_Assignment_
In the listing below, print exactly the lines between the line holding "one marker per instance, written like [315,165]" and the line holding "one marker per instance, written like [184,135]", inclusive, and no more.

<<<<

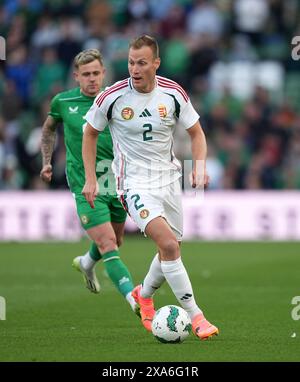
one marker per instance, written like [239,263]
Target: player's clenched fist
[46,173]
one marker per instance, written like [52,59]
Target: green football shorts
[107,209]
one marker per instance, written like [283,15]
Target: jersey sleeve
[96,116]
[55,109]
[188,115]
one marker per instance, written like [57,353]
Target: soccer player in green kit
[105,223]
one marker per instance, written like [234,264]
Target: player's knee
[119,240]
[170,248]
[107,244]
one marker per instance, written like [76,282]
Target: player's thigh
[118,218]
[142,207]
[173,212]
[92,217]
[160,231]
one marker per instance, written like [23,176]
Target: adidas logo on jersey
[145,113]
[73,110]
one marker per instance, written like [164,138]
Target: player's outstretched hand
[90,191]
[199,180]
[46,173]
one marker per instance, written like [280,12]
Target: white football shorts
[145,205]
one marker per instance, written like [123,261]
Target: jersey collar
[139,93]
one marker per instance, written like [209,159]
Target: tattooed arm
[47,147]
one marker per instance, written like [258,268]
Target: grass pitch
[245,289]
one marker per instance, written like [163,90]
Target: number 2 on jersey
[149,129]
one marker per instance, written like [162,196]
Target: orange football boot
[202,328]
[147,310]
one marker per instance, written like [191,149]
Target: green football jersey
[70,108]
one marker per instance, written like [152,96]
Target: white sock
[87,262]
[153,279]
[178,279]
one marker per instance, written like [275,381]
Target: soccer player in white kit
[142,112]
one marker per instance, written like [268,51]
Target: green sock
[94,252]
[118,272]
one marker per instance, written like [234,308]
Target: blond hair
[87,56]
[145,40]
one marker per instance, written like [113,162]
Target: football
[171,324]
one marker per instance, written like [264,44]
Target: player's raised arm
[199,151]
[89,149]
[47,147]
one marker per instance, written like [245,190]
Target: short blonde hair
[145,40]
[87,56]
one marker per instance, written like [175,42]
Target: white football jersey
[141,125]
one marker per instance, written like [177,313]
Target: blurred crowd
[232,56]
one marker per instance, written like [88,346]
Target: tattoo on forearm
[47,144]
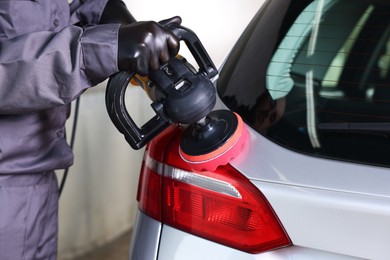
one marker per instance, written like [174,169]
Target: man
[50,53]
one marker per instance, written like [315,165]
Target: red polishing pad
[216,143]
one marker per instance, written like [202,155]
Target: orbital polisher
[185,96]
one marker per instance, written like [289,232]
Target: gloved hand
[144,46]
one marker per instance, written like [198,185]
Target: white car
[310,78]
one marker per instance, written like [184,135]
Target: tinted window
[322,78]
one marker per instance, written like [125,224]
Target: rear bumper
[152,241]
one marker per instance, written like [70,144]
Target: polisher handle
[196,48]
[116,108]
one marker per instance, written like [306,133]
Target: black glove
[144,46]
[116,12]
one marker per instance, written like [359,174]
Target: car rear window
[313,76]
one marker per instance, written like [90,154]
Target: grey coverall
[50,52]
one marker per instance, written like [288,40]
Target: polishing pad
[215,142]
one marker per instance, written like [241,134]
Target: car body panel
[330,208]
[178,245]
[145,238]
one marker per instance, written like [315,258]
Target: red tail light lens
[222,206]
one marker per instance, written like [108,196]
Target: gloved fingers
[172,20]
[142,66]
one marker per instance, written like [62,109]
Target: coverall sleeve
[45,69]
[86,11]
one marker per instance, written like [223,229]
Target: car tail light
[222,206]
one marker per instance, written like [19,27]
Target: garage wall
[98,202]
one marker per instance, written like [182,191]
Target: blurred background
[98,203]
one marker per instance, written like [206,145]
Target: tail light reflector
[222,206]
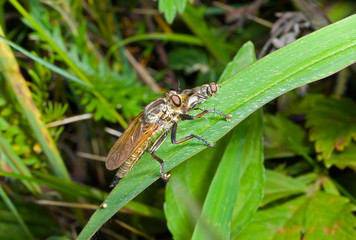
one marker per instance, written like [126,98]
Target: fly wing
[133,137]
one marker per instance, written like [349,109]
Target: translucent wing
[134,136]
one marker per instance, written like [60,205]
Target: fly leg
[153,149]
[189,117]
[174,135]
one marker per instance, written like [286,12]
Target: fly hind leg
[153,149]
[174,135]
[200,115]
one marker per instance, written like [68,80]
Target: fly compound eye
[176,100]
[213,87]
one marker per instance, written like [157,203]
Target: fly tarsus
[175,141]
[115,181]
[200,115]
[164,176]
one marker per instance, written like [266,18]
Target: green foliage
[84,57]
[171,7]
[332,126]
[307,217]
[283,137]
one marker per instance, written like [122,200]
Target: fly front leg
[174,135]
[189,117]
[153,149]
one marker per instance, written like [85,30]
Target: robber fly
[152,126]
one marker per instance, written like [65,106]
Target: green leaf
[185,192]
[267,223]
[187,188]
[320,216]
[332,125]
[170,8]
[194,19]
[346,158]
[308,59]
[251,175]
[283,137]
[280,186]
[244,149]
[14,211]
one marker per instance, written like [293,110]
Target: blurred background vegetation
[80,71]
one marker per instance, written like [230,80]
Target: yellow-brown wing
[134,136]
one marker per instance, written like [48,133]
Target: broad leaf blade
[311,58]
[245,147]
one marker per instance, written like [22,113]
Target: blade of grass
[14,211]
[308,59]
[17,166]
[12,75]
[190,181]
[245,146]
[78,190]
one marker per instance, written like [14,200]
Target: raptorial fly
[152,126]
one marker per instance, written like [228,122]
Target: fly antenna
[179,86]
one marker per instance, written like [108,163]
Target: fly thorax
[155,110]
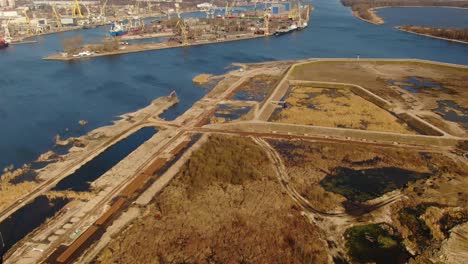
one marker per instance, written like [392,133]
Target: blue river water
[40,99]
[425,16]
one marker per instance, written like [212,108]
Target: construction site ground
[251,190]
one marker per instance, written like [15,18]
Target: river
[40,99]
[425,16]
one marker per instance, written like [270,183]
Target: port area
[132,48]
[126,193]
[179,32]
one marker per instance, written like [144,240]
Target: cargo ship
[287,30]
[3,43]
[127,27]
[117,30]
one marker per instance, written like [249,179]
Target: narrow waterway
[80,180]
[425,16]
[40,99]
[26,219]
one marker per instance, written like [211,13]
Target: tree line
[448,33]
[361,7]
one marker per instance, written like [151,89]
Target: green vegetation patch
[411,218]
[367,184]
[224,160]
[451,219]
[375,243]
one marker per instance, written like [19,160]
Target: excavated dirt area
[435,92]
[225,206]
[336,108]
[431,200]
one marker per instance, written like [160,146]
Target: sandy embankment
[202,78]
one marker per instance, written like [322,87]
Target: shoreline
[431,36]
[148,47]
[163,147]
[380,21]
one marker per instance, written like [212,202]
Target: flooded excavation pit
[418,84]
[375,243]
[451,111]
[80,180]
[336,107]
[367,184]
[227,112]
[28,218]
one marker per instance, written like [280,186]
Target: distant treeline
[361,7]
[448,33]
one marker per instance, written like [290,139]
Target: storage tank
[275,10]
[68,21]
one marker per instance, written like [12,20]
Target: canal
[40,99]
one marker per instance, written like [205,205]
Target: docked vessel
[302,26]
[133,26]
[287,30]
[3,43]
[117,30]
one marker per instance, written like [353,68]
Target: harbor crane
[57,17]
[28,22]
[103,8]
[266,22]
[7,31]
[183,31]
[148,5]
[88,11]
[76,10]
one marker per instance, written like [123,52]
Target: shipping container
[67,255]
[275,10]
[68,21]
[115,207]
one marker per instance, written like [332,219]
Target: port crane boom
[76,10]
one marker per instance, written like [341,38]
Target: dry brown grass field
[337,108]
[225,206]
[383,77]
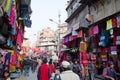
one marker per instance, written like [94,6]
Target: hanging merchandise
[91,31]
[14,58]
[114,22]
[113,50]
[116,33]
[4,30]
[93,57]
[19,37]
[28,23]
[24,15]
[118,21]
[2,39]
[7,60]
[95,29]
[109,24]
[74,33]
[83,46]
[9,42]
[104,38]
[118,40]
[12,15]
[1,12]
[80,33]
[8,7]
[25,2]
[84,59]
[70,38]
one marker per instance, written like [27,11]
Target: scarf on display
[84,58]
[118,21]
[109,24]
[83,46]
[12,15]
[8,6]
[24,12]
[19,37]
[104,38]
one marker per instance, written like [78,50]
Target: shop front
[104,41]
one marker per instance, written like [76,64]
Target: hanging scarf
[8,6]
[109,24]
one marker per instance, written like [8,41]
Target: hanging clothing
[7,58]
[19,37]
[12,15]
[114,22]
[118,21]
[8,6]
[44,72]
[109,24]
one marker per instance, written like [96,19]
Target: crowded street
[59,39]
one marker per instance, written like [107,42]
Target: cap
[65,64]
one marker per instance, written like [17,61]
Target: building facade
[46,40]
[93,28]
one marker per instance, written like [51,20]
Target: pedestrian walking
[91,70]
[52,67]
[76,67]
[67,73]
[44,71]
[109,72]
[26,64]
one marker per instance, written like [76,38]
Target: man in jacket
[44,71]
[67,73]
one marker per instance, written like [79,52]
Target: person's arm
[38,74]
[49,74]
[105,74]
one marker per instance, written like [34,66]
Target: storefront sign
[76,26]
[80,33]
[68,31]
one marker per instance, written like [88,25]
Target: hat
[65,64]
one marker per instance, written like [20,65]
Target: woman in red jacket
[51,66]
[44,71]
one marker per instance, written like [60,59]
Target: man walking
[44,71]
[67,73]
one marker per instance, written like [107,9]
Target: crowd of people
[49,69]
[71,70]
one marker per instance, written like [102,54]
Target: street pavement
[33,76]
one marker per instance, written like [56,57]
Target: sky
[43,10]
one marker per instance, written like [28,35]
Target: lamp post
[59,24]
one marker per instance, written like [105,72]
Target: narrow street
[32,76]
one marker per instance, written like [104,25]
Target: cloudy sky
[43,10]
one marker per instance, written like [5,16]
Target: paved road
[32,76]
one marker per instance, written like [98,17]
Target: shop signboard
[68,31]
[76,26]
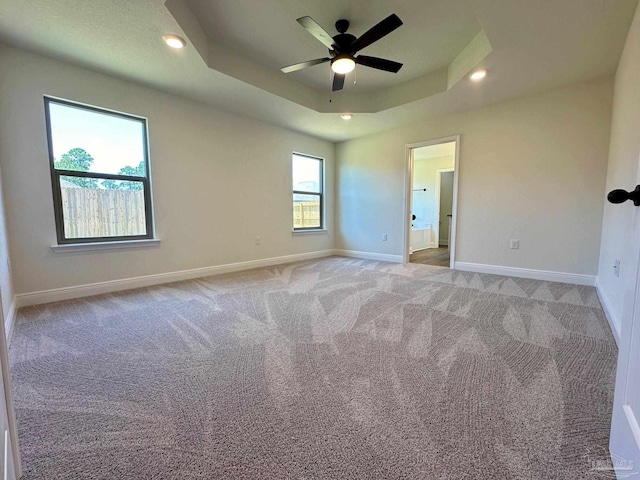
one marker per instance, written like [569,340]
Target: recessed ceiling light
[343,64]
[478,75]
[174,41]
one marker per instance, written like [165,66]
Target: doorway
[431,192]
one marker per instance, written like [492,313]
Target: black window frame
[302,192]
[57,173]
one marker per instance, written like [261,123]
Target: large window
[100,173]
[307,192]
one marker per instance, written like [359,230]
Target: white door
[625,431]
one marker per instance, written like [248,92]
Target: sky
[114,142]
[305,172]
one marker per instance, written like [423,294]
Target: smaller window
[100,173]
[308,179]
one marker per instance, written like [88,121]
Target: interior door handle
[621,196]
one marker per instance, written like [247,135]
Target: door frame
[12,429]
[408,185]
[439,173]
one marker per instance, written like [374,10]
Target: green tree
[138,171]
[77,159]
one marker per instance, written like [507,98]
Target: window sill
[309,232]
[118,245]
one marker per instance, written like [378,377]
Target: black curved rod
[621,196]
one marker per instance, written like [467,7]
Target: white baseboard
[614,322]
[573,278]
[10,321]
[382,257]
[67,293]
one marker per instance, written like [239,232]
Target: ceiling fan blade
[376,32]
[300,66]
[379,63]
[317,31]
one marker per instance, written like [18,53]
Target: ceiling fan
[343,47]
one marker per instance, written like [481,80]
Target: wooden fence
[90,212]
[306,214]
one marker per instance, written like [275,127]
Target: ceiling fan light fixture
[174,41]
[343,64]
[478,75]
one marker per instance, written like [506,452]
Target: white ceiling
[434,32]
[536,45]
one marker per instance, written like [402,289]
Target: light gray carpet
[332,369]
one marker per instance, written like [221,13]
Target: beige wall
[219,180]
[6,283]
[531,169]
[622,172]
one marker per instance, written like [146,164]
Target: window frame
[57,173]
[302,192]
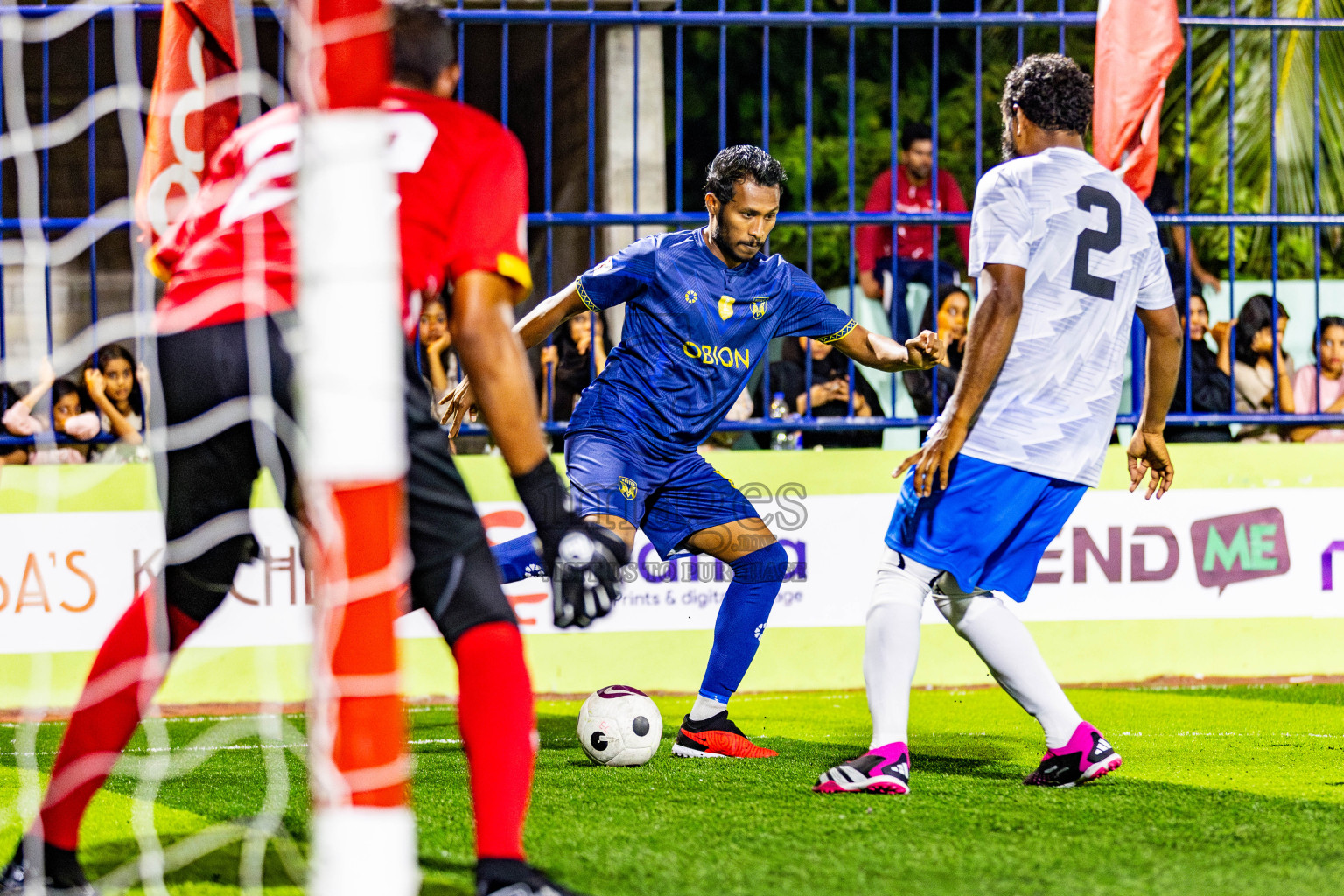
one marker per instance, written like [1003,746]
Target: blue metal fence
[488,39]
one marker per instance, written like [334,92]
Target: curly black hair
[1051,90]
[737,164]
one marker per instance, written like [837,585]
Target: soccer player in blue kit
[702,306]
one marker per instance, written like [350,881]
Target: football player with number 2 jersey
[702,306]
[1066,256]
[223,346]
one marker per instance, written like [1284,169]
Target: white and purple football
[620,725]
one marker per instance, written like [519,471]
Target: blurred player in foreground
[702,306]
[1066,256]
[223,323]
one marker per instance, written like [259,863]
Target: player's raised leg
[892,650]
[759,566]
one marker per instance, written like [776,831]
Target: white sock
[1008,649]
[706,707]
[892,645]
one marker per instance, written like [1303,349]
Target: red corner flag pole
[1138,45]
[350,308]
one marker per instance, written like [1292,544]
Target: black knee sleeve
[200,584]
[461,592]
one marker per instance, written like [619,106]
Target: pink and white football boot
[883,770]
[1086,757]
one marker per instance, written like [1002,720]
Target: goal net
[112,112]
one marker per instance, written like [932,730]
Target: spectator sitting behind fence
[1329,356]
[437,361]
[953,315]
[570,363]
[830,393]
[67,416]
[1254,367]
[117,389]
[11,453]
[1210,373]
[913,260]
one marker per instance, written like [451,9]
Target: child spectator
[116,387]
[571,360]
[953,318]
[67,416]
[1254,368]
[1210,373]
[1329,356]
[830,393]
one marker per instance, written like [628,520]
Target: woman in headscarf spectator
[953,318]
[569,364]
[1320,389]
[830,393]
[1210,373]
[1254,367]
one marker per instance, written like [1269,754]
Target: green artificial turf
[1225,790]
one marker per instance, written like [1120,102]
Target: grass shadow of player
[113,865]
[445,888]
[987,767]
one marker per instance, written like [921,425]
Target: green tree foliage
[1274,94]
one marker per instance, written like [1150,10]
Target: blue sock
[746,606]
[518,557]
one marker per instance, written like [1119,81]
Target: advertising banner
[65,578]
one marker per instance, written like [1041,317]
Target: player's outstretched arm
[877,351]
[992,328]
[546,318]
[1148,448]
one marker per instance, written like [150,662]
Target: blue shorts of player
[667,492]
[990,528]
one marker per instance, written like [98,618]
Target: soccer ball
[620,725]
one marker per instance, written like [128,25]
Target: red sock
[499,734]
[124,679]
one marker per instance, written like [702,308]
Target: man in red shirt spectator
[914,260]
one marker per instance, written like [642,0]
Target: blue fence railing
[805,80]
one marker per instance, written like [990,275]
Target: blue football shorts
[667,494]
[990,528]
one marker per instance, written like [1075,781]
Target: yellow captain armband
[515,269]
[839,335]
[156,266]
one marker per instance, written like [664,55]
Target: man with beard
[913,256]
[702,306]
[1066,256]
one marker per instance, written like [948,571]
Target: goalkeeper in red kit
[223,326]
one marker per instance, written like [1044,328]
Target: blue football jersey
[694,331]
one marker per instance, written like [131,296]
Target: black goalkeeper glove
[588,574]
[584,559]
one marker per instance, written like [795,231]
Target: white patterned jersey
[1092,256]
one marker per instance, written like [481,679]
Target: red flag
[1138,45]
[197,43]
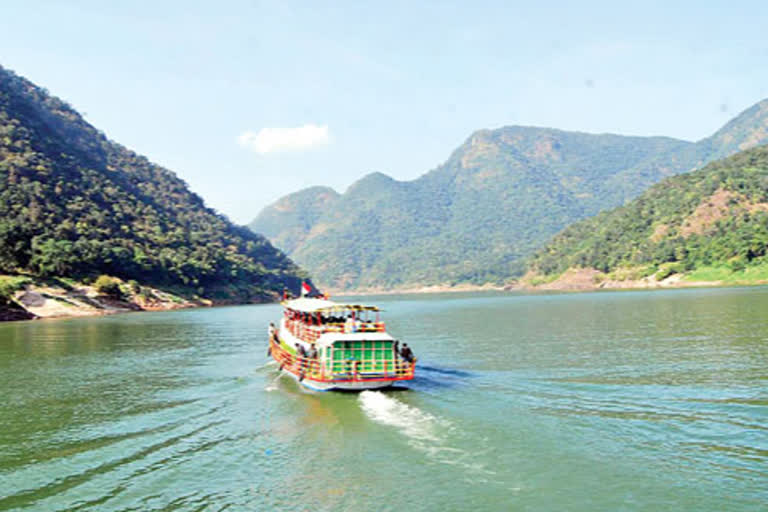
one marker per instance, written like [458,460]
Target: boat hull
[316,385]
[306,373]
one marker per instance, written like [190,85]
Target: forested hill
[75,204]
[477,218]
[707,224]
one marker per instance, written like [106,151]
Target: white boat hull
[338,386]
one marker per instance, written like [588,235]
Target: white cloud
[271,140]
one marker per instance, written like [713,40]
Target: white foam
[412,422]
[427,433]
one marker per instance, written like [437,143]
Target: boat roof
[311,305]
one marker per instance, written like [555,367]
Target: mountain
[715,218]
[75,204]
[498,198]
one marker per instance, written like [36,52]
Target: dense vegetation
[714,217]
[73,203]
[477,218]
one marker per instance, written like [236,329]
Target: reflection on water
[604,401]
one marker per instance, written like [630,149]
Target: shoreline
[104,306]
[57,299]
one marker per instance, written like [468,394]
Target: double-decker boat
[327,345]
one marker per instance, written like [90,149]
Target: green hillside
[709,224]
[75,204]
[478,217]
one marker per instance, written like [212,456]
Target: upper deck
[309,318]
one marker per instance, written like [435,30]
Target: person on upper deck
[407,354]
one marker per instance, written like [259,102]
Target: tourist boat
[327,345]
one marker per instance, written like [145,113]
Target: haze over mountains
[75,204]
[710,224]
[476,218]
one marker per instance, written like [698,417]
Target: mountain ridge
[498,197]
[75,204]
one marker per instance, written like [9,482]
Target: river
[648,400]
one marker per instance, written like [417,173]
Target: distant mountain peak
[745,131]
[495,201]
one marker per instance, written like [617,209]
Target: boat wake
[412,422]
[435,437]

>>>>

_Result for this task_
one marker per instance, written like [315,165]
Target: red polishing pad
[216,143]
one marker per instance, written like [202,155]
Target: orbital polisher
[185,96]
one marker per instance, written like [289,232]
Target: gloved hand
[144,46]
one marker per instance, written like [198,185]
Target: white car
[310,78]
one marker per instance, written like [184,135]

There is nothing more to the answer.